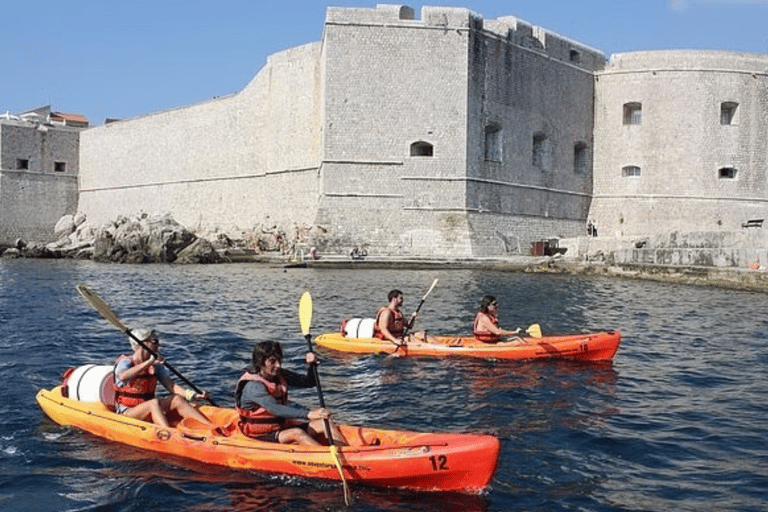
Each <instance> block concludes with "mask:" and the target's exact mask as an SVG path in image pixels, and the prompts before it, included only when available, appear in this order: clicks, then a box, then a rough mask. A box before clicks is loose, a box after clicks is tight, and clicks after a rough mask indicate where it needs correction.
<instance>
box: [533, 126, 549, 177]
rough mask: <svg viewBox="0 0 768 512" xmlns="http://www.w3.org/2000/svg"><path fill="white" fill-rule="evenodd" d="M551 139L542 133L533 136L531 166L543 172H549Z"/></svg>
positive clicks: (538, 132) (533, 134)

---+---

** Task statement **
If a line in the material above contains the word "clicks", copy it.

** Answer box **
Each <instance> block concludes with "mask:" and the target's exact mask as an SVG path in image pixels, and the prompts before it, included only when available, appear in this order: clicks, then a box, then a rough mask. A box before clicks is loose, a box after clicks is tight, and clicks after a rough mask indicate where it needs correction.
positive clicks: (538, 132) (533, 134)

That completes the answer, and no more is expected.